** BEGIN Passage provided **
Help reverse low-income housing crisis


St. Albert Affordable Housing Society hosts 2018 Homestyle Breakfast Benefit

The fight to build and sustain affordable housing isn’t always easy. But the challenges faced have demonstrated St. Albert’s determination to provide support to those most in need.

For more than a decade, St. Albert Affordable Housing Society has campaigned to end homelessness and provide viable rental accommodation to those most vulnerable.

Through its more recent Home Connection program, single parents, seniors, disabled adults, women escaping domestic violence and families with disabled children have received much needed support.

The concept behind the Home Connection Program is to provide rental subsidies with a goal towards independence, said operations manager Carol Sloan.

“It’s more serious than people realize. I get calls every day. St. Albert has one of the highest rental rates in Alberta. We need workers, but if they’re earning minimum wage and they’re paying more than 30 per cent of income, they’re really struggling.”

Although the society is facing a projected 37 per cent cut to its operating grant, it is determined to continue making a difference in the lives of individuals and families in need.
** END Passage provided **
** BEGIN Data records **
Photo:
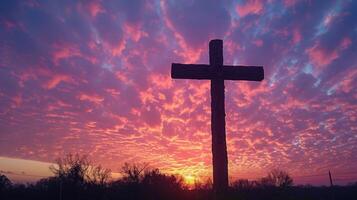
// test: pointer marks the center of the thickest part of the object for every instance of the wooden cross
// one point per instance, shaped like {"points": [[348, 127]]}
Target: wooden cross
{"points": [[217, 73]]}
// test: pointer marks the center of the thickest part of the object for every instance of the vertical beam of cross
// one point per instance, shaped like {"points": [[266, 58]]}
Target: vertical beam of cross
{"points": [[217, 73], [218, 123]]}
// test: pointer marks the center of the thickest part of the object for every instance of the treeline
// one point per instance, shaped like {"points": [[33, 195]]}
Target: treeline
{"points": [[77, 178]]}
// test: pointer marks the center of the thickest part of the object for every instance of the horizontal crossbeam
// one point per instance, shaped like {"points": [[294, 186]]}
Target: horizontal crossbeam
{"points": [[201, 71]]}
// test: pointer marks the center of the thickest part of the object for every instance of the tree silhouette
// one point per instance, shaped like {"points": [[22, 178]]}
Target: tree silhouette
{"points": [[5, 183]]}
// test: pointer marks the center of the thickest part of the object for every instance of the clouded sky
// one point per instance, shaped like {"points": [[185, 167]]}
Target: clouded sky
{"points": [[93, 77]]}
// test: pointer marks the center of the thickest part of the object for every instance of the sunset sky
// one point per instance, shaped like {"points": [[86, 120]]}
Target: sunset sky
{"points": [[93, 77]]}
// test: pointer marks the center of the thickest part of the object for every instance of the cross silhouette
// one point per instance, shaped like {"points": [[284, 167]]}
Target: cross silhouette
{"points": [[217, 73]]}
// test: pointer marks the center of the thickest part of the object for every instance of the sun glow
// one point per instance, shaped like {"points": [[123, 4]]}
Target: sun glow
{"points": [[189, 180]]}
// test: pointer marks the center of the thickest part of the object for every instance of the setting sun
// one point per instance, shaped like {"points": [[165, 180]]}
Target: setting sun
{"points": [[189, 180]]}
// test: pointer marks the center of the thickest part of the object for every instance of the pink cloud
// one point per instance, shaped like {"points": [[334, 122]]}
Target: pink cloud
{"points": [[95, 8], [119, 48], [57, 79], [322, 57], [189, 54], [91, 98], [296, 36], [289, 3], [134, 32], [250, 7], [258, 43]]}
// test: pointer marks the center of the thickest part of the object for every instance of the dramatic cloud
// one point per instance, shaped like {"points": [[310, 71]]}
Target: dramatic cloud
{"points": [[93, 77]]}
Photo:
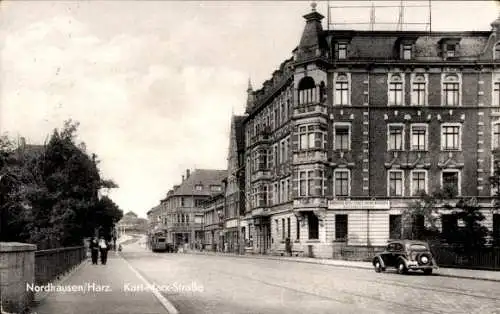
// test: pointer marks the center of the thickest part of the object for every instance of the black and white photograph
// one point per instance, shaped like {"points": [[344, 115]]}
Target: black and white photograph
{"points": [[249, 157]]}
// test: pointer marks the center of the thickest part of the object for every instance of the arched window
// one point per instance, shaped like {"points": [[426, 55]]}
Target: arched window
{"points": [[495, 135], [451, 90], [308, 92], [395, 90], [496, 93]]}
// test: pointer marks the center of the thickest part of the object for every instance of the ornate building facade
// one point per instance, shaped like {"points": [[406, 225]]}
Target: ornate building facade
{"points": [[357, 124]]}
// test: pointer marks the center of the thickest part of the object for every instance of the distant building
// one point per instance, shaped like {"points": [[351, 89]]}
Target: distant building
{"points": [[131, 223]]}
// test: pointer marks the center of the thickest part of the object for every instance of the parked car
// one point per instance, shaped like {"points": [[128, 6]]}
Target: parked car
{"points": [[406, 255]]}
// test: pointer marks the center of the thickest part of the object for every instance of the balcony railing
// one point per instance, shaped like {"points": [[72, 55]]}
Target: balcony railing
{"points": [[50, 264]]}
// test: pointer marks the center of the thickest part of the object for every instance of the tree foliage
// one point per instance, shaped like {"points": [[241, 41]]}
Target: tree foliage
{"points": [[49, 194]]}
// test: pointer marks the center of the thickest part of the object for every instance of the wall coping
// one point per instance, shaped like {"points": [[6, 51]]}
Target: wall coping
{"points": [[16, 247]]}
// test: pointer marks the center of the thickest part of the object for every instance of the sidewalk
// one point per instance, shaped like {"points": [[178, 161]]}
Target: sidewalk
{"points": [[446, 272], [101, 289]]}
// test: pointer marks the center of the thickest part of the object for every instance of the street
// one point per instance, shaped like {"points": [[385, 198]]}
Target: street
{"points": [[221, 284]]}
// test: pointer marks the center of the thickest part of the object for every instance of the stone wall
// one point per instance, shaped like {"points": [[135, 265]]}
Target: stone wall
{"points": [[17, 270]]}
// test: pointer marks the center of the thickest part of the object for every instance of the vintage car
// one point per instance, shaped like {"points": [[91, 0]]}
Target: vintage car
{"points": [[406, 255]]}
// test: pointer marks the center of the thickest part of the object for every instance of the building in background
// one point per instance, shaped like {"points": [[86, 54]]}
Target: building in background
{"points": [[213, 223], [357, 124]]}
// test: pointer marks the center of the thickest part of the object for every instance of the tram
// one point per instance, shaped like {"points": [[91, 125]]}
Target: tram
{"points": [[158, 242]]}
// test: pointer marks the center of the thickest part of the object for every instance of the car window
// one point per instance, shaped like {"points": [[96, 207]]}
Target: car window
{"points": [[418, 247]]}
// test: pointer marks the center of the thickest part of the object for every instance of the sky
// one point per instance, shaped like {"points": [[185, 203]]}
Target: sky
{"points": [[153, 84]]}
** END Data records **
-- Jobs --
1. Translate this sentence from the article on St. Albert's affordable housing into Spanish: "The fight to build and sustain affordable housing isn’t always easy."
2. Continue the article on St. Albert's affordable housing from its final sentence onward.

-- Answers provided --
1. La lucha por construir y mantener viviendas asequibles no siempre es fácil.

2.
It is hosting the 2018 Homestyle Breakfast Benefit, a major fundraiser that provides a needed infusion of funds, on Tuesday, Oct. 30, at the St. Albert Curling Club.

Although still in the planning stages, the society will announce a tentatively named Home Connections Social Media Campaign at the breakfast. It is a push for donations asking people to pledge small amounts on a monthly basis.

“We would like to encourage 400 families to donate $25 a month. Even $25 a month can make a big difference to the families we help. It’s just so important to our fundraising and giving on a monthly basis will be a big help,” said vice-chair Cheryl Dumont.

This year, the breakfast’s special guest is Doug Griffiths, a retired MLA and author. The Ardrossan resident grew up in Coronation where he ranched and taught high school.

But it was his work as a four-term MLA holding cabinet portfolios as minister of Municipal Affairs as well as minister of Service Alberta that provided a foundation for his viewpoints.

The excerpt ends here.